**Instructions**
1 – From the article on monkey bars, list every benefit that proponents say the equipment gives children.
2 – Using the article on monkey bars, decide whether each statement agrees with it. Answer yes or no for each and quote the words that settle it.
(a) Monkey bar injuries in Victoria have fallen as playground safety standards improved.
(b) Lisa Sharwood is an injury epidemiologist at the University of Sydney.
(c) Most of the monkey bar related emergency department presentations were in the five to nine-year-old age group.
3 – Extend the article on monkey bars, starting after its final sentence.

A quiet war is being waged in parks and primary schools across Australia against a once beloved piece of play equipment.
Proponents say they encourage children to play outside in an age dominated by screens and video games, build upper body strength, balance, risk management and resilience. But those who want to see them replaced say they are among the leading causes of childhood accidents and can lead to traumatic injuries.
Arlo (8) and Mina (4) love the monkey bars at their local park in Footscray. Credit:Chris Hopkins
They may be one of the least flashy bits of hardware on the playground, but the reputation of the humble monkey bars is under siege.
Lisa Sharwood, an injury epidemiologist at the University of Sydney, said despite playground safety standards improving, monkey bar injuries were on the rise in Victoria.
Dr Sharwood has worked with Monash University’s Victorian Injury Surveillance Unit on research to be published in coming months which found a 41 per cent increase in emergency department presentations in Victoria as a result of monkey bar injuries over the past decade.
"There were a total of 14,167 monkey bar related Emergency Department presentations – with 81 per cent in the five to nine-year-old age group," she said.

[Natural language region descriptions]
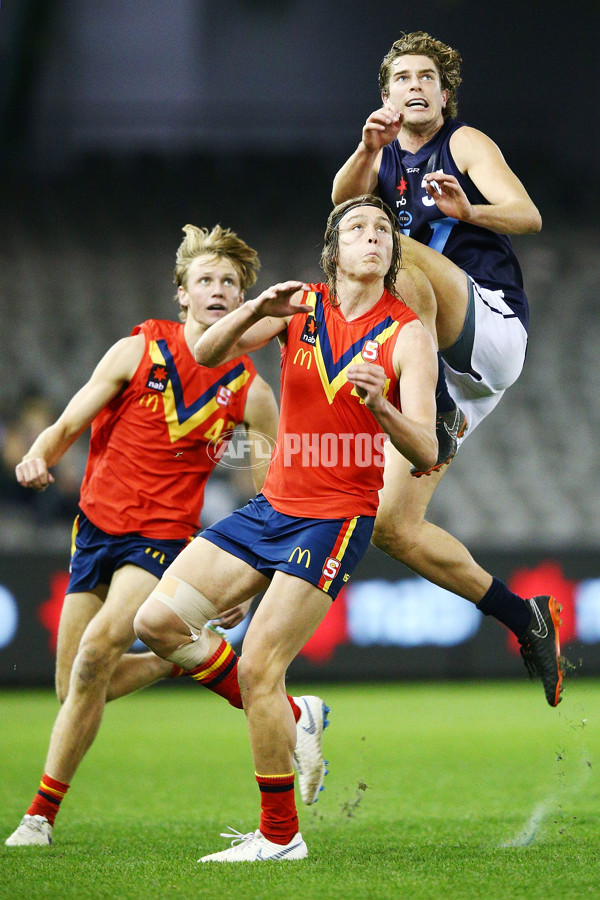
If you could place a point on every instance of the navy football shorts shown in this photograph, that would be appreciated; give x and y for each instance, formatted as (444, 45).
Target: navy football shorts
(324, 552)
(96, 555)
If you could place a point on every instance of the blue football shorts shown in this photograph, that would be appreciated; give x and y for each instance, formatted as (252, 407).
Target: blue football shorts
(96, 555)
(323, 552)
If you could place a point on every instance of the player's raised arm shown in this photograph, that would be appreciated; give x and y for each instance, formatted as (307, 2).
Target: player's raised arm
(509, 210)
(359, 173)
(252, 325)
(113, 371)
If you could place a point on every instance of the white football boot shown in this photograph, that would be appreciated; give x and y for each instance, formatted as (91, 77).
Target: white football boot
(32, 830)
(253, 847)
(308, 755)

**Task responses**
1 – Encouraging children to play outside, upper body strength, balance, risk management, resilience

2 –
(a) No: "despite playground safety standards improving, monkey bar injuries were on the rise in Victoria"
(b) Yes: "Lisa Sharwood, an injury epidemiologist at the University of Sydney"
(c) Yes: "with 81 per cent in the five to nine-year-old age group"

3 –
"There have been 6430 hospital admissions over this same time period as a result of the injuries sustained on monkey bars. Most of these will be fractures – upper limb and ankle, and many will have required surgery."
Another expert is is leading the charge for an end to the age of the monkey bar.
David Eager, professor of risk management at the University of Technology Sydney, has chaired Standards Australia's playground equipment and surfacing committee for a decade.
Professor Eager is a man with considered opinions on monkey bars – and decades of research to back those opinions up.
"They are, if not the most dangerous, they are up there in the top contributors to injuries," he said.
Professor Eager does not want to see risk removed from playgrounds. On the contrary, he thinks exposing children to risk is vital in raising well-balanced and happy kids. But monkey bars, he said, are a hazard.
"Monkey bars were OK when I was a kid 60 years ago, but they’re not an appropriate form of play equipment in 2018," Professor Eager said.
The playground guru wants monkey bars replaced with space nets, the 3D rope structures which have been popping up in playgrounds like spider webs.
For decades, people such as Professor Eager have waged war against the monkey bars of yore: the old school ones which soared metres above bone-breaking concrete, wide gaps yawning between metal bars, often baking in the sun.
The Standards Australia's committee sets the standards, which have seen monkey bars become lower to the ground, more compact, the surface beneath them softer (bark mulch more than 40 centimetres thick is recommended).
Playground safety advocates say space nets better hold large numbers and break the fall of children who come off them.Credit:Peter Hardin
But in recent years his committee has been advocating space nets, which break children's falls, rather than monkey bars, which don't. Professor Eager said where monkey bars had been replaced, injury rates had fallen.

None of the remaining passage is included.